**Dataset records**.
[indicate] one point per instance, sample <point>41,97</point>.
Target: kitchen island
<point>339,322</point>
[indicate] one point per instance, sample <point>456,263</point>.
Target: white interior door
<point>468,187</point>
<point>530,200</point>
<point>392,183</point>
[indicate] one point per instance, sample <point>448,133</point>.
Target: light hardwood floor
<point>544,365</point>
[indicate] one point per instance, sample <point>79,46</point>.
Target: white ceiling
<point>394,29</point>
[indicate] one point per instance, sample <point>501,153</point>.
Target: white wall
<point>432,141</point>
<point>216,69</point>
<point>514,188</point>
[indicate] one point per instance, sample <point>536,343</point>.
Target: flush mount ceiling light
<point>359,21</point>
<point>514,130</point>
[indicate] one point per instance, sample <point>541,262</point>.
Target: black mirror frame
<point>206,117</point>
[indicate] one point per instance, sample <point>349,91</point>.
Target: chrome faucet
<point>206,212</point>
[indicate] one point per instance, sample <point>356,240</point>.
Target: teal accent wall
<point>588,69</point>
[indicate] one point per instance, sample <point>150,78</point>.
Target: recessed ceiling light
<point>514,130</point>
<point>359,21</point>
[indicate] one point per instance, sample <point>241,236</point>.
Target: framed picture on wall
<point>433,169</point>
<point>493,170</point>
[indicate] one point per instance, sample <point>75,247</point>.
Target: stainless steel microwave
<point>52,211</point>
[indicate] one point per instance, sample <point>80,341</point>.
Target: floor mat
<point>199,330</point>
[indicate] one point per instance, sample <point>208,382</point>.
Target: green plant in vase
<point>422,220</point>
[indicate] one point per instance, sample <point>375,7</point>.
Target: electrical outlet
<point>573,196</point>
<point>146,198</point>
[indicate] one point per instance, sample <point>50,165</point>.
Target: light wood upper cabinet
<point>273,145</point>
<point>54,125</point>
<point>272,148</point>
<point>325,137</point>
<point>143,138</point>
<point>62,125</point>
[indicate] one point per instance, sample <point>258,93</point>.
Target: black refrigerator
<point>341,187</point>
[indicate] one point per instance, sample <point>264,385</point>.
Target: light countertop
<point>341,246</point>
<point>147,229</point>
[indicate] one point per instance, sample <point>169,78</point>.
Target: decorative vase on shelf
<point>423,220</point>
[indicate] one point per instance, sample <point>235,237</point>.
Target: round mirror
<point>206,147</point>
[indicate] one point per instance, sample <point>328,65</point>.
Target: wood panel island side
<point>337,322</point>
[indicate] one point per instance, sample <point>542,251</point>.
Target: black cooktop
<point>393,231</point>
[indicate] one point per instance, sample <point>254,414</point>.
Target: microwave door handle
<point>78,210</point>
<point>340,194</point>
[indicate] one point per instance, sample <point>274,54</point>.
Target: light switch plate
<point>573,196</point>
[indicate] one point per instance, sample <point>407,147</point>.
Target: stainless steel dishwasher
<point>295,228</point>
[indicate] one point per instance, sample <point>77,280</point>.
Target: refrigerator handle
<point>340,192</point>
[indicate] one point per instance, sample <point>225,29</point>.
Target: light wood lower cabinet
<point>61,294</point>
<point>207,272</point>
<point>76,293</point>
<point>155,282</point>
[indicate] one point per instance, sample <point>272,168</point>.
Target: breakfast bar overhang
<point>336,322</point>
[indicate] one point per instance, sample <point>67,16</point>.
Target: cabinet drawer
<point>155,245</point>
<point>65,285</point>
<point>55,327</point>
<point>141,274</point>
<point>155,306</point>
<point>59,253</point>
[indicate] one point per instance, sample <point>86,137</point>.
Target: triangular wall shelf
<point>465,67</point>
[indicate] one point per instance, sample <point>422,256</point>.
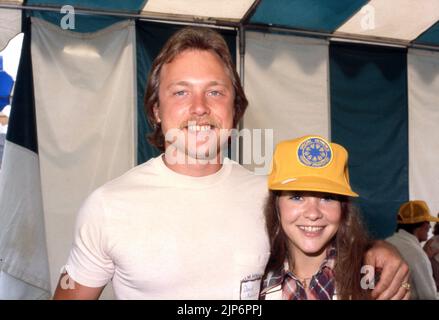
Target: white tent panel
<point>10,25</point>
<point>209,9</point>
<point>396,19</point>
<point>286,82</point>
<point>423,88</point>
<point>85,97</point>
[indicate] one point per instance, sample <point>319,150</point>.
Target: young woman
<point>317,240</point>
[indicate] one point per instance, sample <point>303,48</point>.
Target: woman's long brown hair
<point>351,242</point>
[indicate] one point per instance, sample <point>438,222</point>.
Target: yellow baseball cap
<point>414,211</point>
<point>310,163</point>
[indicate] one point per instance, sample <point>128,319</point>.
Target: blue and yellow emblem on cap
<point>314,152</point>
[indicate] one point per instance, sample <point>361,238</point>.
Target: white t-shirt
<point>162,235</point>
<point>423,286</point>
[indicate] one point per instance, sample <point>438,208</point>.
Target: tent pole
<point>241,46</point>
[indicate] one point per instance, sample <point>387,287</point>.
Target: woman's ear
<point>155,109</point>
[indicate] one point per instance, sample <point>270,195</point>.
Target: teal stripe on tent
<point>429,37</point>
<point>369,116</point>
<point>132,6</point>
<point>82,23</point>
<point>317,15</point>
<point>22,128</point>
<point>150,39</point>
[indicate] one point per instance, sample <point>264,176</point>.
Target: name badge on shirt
<point>250,287</point>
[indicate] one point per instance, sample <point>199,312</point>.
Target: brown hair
<point>190,38</point>
<point>351,242</point>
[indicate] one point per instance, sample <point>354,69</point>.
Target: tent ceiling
<point>316,15</point>
<point>132,6</point>
<point>401,20</point>
<point>430,37</point>
<point>205,10</point>
<point>388,22</point>
<point>10,24</point>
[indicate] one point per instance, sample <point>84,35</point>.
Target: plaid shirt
<point>321,286</point>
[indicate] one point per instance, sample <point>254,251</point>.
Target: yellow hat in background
<point>414,211</point>
<point>310,163</point>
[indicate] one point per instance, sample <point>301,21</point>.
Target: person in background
<point>413,224</point>
<point>317,240</point>
<point>431,248</point>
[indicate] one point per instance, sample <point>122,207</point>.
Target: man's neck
<point>194,168</point>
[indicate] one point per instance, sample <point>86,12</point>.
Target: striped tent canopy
<point>363,73</point>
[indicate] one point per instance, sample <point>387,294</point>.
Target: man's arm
<point>68,289</point>
<point>395,271</point>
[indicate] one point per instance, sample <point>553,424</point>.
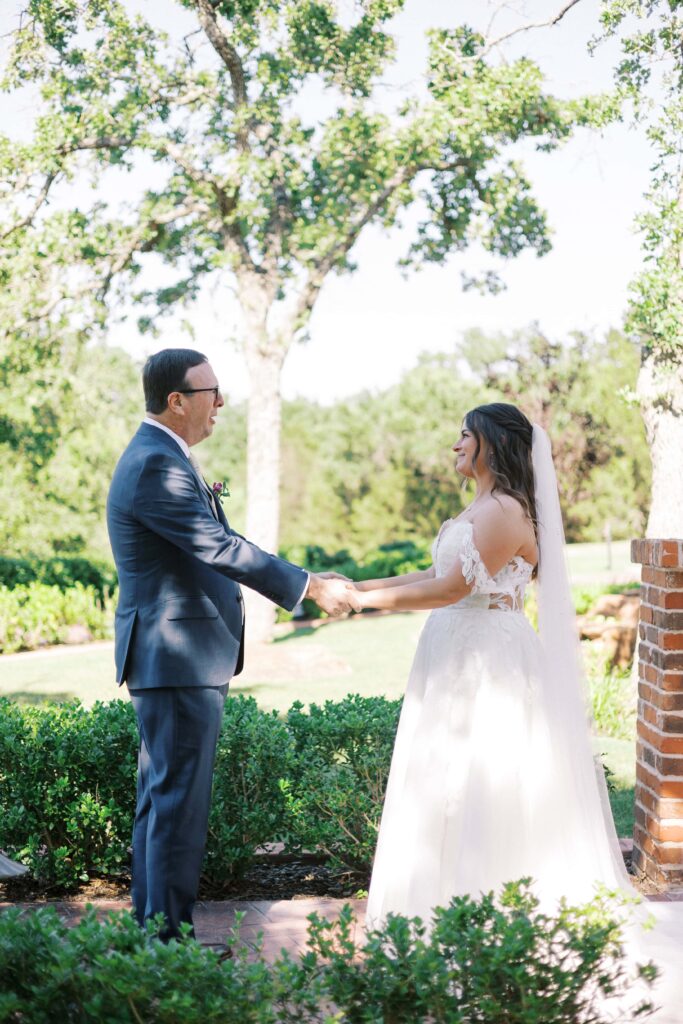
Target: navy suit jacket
<point>180,615</point>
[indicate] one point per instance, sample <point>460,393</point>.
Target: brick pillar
<point>657,851</point>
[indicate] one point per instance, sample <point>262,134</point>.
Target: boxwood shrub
<point>342,755</point>
<point>491,960</point>
<point>316,779</point>
<point>60,572</point>
<point>36,614</point>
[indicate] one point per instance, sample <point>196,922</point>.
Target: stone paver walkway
<point>278,925</point>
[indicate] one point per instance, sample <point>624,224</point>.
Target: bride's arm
<point>498,535</point>
<point>401,581</point>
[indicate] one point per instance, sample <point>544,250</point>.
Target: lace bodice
<point>504,591</point>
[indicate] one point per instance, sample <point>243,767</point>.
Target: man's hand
<point>334,596</point>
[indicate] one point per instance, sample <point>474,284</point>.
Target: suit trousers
<point>179,728</point>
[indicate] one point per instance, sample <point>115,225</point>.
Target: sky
<point>370,327</point>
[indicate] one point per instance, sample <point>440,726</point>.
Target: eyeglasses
<point>196,390</point>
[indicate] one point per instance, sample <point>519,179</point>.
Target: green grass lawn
<point>368,655</point>
<point>590,562</point>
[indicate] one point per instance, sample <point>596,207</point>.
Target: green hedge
<point>63,573</point>
<point>342,755</point>
<point>489,960</point>
<point>68,784</point>
<point>36,614</point>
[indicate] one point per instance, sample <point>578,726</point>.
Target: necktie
<point>198,469</point>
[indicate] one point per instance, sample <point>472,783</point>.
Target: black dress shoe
<point>224,951</point>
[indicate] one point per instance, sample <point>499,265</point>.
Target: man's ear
<point>175,403</point>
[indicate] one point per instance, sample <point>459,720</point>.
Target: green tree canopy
<point>649,74</point>
<point>246,189</point>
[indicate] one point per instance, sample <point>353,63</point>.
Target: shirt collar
<point>182,444</point>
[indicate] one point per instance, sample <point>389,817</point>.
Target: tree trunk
<point>263,423</point>
<point>660,392</point>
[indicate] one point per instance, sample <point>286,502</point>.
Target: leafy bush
<point>487,961</point>
<point>248,803</point>
<point>341,765</point>
<point>68,787</point>
<point>491,960</point>
<point>34,614</point>
<point>61,572</point>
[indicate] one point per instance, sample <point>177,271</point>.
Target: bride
<point>493,776</point>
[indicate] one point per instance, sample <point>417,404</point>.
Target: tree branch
<point>228,55</point>
<point>226,205</point>
<point>25,221</point>
<point>315,279</point>
<point>527,28</point>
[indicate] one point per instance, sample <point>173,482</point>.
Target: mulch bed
<point>272,877</point>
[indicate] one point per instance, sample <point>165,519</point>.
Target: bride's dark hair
<point>508,433</point>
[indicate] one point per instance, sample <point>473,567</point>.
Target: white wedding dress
<point>493,776</point>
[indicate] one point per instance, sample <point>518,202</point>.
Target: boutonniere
<point>220,489</point>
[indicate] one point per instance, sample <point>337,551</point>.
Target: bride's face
<point>465,448</point>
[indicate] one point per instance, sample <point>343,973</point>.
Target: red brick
<point>645,754</point>
<point>669,854</point>
<point>669,764</point>
<point>670,640</point>
<point>670,723</point>
<point>645,653</point>
<point>662,833</point>
<point>668,660</point>
<point>641,552</point>
<point>667,579</point>
<point>668,808</point>
<point>647,713</point>
<point>672,682</point>
<point>645,692</point>
<point>646,800</point>
<point>649,673</point>
<point>669,553</point>
<point>643,841</point>
<point>662,598</point>
<point>663,701</point>
<point>666,788</point>
<point>665,620</point>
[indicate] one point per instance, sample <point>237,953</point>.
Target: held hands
<point>333,593</point>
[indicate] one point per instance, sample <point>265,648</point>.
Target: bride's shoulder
<point>502,507</point>
<point>501,514</point>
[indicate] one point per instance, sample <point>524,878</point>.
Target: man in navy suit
<point>179,624</point>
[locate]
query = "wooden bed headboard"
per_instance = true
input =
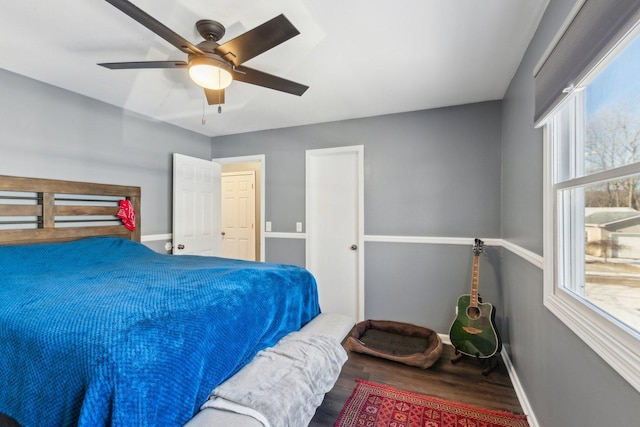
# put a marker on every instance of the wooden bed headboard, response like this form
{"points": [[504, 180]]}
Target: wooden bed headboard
{"points": [[34, 210]]}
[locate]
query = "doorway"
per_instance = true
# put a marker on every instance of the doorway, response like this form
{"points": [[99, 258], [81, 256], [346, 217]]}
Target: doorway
{"points": [[257, 164], [238, 215], [335, 227]]}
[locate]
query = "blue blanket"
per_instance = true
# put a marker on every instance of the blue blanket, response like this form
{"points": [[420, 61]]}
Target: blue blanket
{"points": [[104, 331]]}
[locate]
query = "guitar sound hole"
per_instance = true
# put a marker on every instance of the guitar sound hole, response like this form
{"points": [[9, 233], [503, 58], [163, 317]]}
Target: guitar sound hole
{"points": [[473, 312]]}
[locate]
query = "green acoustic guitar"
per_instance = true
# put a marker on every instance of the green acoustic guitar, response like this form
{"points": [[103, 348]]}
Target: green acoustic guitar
{"points": [[473, 331]]}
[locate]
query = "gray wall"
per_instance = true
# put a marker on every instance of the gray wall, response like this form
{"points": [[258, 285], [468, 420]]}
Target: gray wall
{"points": [[48, 132], [427, 173], [565, 381]]}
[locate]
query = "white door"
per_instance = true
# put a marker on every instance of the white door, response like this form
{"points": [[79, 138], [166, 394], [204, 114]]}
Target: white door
{"points": [[238, 215], [335, 228], [196, 206]]}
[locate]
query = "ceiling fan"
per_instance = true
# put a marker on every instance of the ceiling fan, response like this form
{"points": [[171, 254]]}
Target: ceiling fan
{"points": [[214, 66]]}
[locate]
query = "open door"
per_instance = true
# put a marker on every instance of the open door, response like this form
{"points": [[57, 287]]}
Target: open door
{"points": [[196, 206]]}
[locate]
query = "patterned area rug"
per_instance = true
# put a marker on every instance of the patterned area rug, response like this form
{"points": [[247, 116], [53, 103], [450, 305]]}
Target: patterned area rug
{"points": [[377, 405]]}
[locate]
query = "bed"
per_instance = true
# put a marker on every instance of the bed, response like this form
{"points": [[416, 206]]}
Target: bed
{"points": [[98, 329]]}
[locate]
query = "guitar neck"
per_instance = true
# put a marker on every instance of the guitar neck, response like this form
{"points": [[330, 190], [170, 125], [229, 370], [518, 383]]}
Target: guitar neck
{"points": [[474, 281]]}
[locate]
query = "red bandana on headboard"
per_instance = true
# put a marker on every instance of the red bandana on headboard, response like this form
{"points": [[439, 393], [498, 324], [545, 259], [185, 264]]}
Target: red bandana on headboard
{"points": [[127, 215]]}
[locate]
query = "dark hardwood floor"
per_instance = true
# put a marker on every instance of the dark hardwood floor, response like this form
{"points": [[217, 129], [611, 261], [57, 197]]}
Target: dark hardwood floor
{"points": [[462, 382]]}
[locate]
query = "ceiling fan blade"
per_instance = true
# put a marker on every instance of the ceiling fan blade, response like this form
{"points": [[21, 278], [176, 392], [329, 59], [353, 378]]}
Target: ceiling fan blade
{"points": [[143, 64], [256, 41], [214, 96], [156, 26], [255, 77]]}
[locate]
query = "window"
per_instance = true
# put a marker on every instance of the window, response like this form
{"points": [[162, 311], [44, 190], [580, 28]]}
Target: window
{"points": [[592, 209]]}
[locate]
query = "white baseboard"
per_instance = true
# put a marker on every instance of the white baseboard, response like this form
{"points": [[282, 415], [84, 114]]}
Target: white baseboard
{"points": [[517, 386], [155, 237]]}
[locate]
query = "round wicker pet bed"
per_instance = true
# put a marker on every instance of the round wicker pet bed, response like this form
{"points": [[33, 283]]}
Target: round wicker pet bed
{"points": [[401, 342]]}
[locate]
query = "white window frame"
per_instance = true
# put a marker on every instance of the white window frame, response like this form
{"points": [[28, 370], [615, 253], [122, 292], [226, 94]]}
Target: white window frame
{"points": [[615, 342]]}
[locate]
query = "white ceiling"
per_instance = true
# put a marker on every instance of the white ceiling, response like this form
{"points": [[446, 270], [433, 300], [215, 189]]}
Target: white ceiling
{"points": [[360, 58]]}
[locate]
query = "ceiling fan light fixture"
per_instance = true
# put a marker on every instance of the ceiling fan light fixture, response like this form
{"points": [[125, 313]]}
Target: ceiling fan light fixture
{"points": [[210, 73]]}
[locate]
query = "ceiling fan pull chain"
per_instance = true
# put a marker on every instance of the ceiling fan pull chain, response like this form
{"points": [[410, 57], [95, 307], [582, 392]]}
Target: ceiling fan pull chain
{"points": [[219, 96], [204, 119]]}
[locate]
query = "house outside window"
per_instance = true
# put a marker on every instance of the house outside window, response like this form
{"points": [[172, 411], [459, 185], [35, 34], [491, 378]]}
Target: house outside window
{"points": [[592, 209]]}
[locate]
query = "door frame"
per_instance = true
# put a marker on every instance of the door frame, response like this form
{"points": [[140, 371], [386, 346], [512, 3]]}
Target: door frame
{"points": [[261, 158], [359, 151]]}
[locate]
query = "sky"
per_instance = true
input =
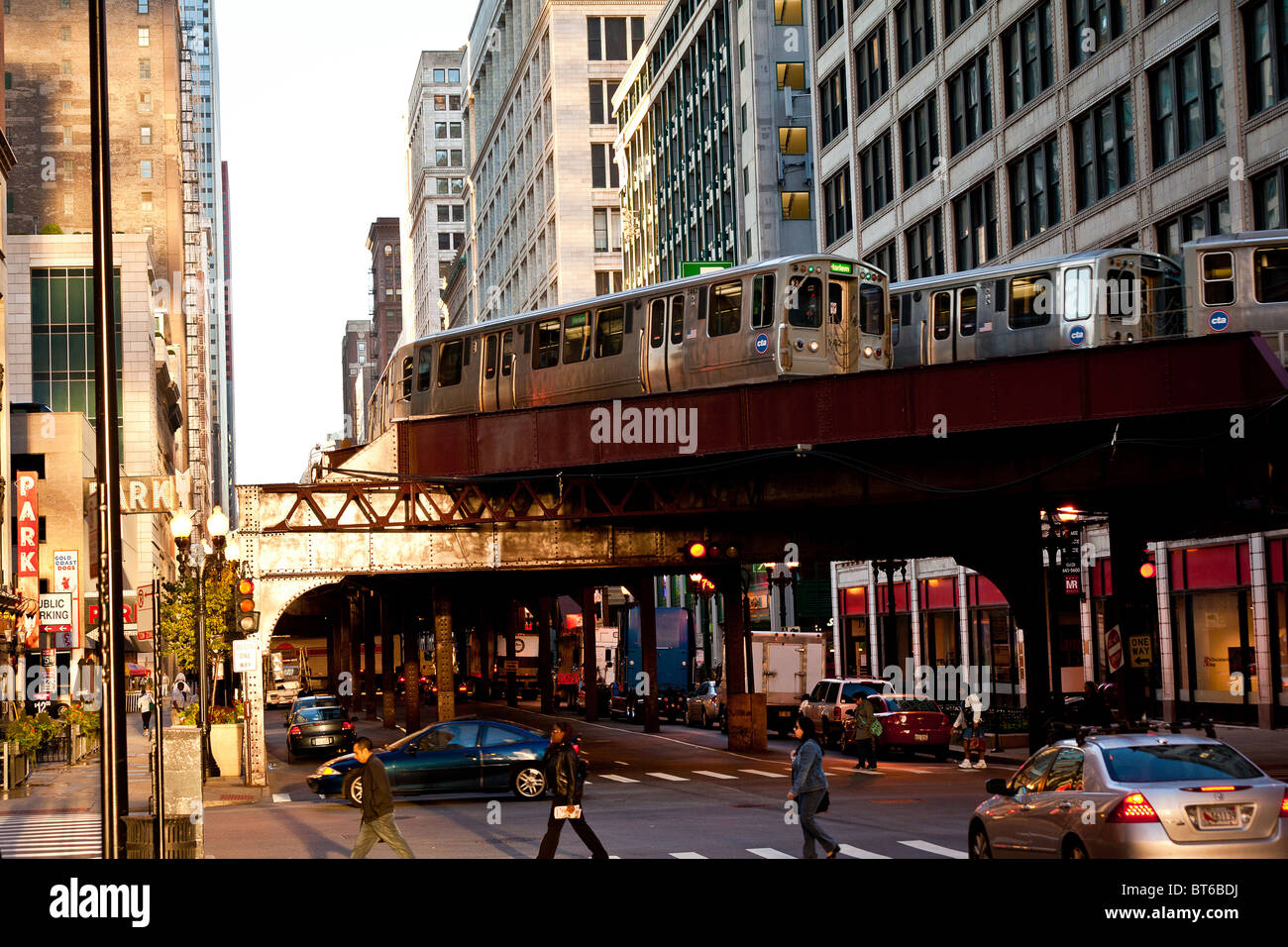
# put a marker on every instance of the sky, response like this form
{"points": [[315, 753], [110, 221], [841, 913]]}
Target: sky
{"points": [[313, 95]]}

**Task statement**. Copy the lines between the one holding "instance, sample <point>270,195</point>." and the one holding "<point>150,39</point>", inclusive, character for character.

**Task solution**.
[indicate] one point per instance, sample <point>270,195</point>.
Target: teal stripe on tent
<point>429,37</point>
<point>369,116</point>
<point>132,6</point>
<point>82,23</point>
<point>317,15</point>
<point>22,128</point>
<point>150,39</point>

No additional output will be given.